#### [WHAT IS ASKED]
Please show every line in the listing below that contains the string "dark", matching case exactly.

Lines of data:
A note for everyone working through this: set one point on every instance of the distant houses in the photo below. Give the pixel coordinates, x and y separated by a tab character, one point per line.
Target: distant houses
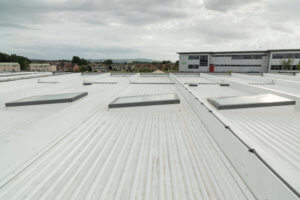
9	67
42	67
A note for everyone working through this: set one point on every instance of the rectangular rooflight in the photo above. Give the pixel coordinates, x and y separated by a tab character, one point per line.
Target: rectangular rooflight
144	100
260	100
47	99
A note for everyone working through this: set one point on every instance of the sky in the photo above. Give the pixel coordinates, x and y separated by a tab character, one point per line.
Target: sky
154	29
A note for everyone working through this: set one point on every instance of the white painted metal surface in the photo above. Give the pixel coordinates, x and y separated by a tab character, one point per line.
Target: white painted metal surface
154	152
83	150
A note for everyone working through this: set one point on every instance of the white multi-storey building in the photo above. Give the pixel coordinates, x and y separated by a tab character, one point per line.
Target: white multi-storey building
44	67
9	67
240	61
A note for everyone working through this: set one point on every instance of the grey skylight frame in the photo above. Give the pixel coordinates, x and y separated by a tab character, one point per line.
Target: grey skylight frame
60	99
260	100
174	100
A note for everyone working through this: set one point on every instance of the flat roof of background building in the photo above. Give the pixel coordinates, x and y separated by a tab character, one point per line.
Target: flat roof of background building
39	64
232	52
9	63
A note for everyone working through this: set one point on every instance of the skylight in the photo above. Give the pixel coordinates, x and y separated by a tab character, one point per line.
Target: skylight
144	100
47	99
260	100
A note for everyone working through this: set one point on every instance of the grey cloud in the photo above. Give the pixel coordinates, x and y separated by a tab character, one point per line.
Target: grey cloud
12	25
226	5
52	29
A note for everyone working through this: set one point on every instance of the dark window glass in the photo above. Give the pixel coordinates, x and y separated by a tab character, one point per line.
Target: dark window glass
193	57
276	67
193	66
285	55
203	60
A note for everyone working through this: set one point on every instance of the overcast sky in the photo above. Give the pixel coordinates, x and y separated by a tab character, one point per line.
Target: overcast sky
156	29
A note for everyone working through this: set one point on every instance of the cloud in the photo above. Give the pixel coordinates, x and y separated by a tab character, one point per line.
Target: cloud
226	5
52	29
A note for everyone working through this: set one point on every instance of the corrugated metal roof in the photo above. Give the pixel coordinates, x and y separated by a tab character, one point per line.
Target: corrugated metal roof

* * *

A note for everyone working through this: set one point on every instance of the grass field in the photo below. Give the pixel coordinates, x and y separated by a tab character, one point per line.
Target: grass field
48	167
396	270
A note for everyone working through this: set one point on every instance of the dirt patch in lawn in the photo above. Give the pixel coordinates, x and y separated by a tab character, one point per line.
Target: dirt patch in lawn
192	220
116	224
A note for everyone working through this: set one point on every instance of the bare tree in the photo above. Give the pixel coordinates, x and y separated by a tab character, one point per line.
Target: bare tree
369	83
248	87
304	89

#### [FINISHED EXERCISE]
A note for everyone working through this: set one point on every instance of the dark window glass in the photo above. Give the pixel coordinates, x and y separated by a tab character, one point per line.
Target: dark window glass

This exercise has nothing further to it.